* _Objective_
Transcribe the records below word for word, from the line that contains "In this photo, where can the shirt collar" through the last line of the records, including both of those lines.

* _Exercise materials_
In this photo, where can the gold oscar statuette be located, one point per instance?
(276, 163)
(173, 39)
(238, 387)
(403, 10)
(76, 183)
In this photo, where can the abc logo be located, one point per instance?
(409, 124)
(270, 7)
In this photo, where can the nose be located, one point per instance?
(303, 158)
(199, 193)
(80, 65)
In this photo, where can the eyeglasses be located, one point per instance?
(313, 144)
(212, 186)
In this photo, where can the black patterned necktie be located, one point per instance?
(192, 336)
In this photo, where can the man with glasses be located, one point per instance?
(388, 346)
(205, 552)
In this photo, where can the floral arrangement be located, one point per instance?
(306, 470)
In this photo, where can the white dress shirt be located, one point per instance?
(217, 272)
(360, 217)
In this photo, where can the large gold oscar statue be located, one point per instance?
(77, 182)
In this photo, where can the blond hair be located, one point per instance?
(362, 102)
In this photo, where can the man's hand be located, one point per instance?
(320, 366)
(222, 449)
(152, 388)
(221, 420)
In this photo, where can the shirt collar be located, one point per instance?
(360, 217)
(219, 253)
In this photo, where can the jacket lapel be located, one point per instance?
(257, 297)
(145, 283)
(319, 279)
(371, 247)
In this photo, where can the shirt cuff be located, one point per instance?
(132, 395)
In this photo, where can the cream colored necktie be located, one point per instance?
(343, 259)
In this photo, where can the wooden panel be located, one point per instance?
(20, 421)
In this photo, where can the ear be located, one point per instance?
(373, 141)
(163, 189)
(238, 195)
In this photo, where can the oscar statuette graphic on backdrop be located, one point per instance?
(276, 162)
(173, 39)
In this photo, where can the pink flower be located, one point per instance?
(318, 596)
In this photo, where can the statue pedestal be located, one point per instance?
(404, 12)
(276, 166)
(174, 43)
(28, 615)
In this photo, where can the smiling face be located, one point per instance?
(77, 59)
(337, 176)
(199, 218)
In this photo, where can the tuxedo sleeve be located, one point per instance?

* _Solution for this problem_
In this photo, where can the shirt collar be located, one point per instance?
(360, 217)
(219, 253)
In this photo, where can the jacket lapel be located, one point per instance?
(257, 297)
(145, 283)
(319, 279)
(371, 247)
In this photo, where can the shirt cuff be located, one point per instance?
(132, 395)
In this photo, where can the cream colored necktie be located, one point per instance?
(343, 259)
In this photo, where can the wooden panel be located, one point per instance?
(20, 421)
In this photo, where can the ear be located, one point per instance?
(373, 141)
(163, 189)
(238, 195)
In this photo, where can the oscar statuette graphic on backdrop be located, one point per instance?
(276, 162)
(173, 39)
In this photo, where can the pink flower be located, one point per instance?
(318, 596)
In this photo, where can the statue pedestal be located, one point per instance?
(404, 12)
(276, 166)
(174, 43)
(28, 615)
In this photo, where can the smiling face be located, one point per instance?
(77, 59)
(337, 176)
(199, 218)
In this photo, where can the tuxedo sleeve be located, one point per instance?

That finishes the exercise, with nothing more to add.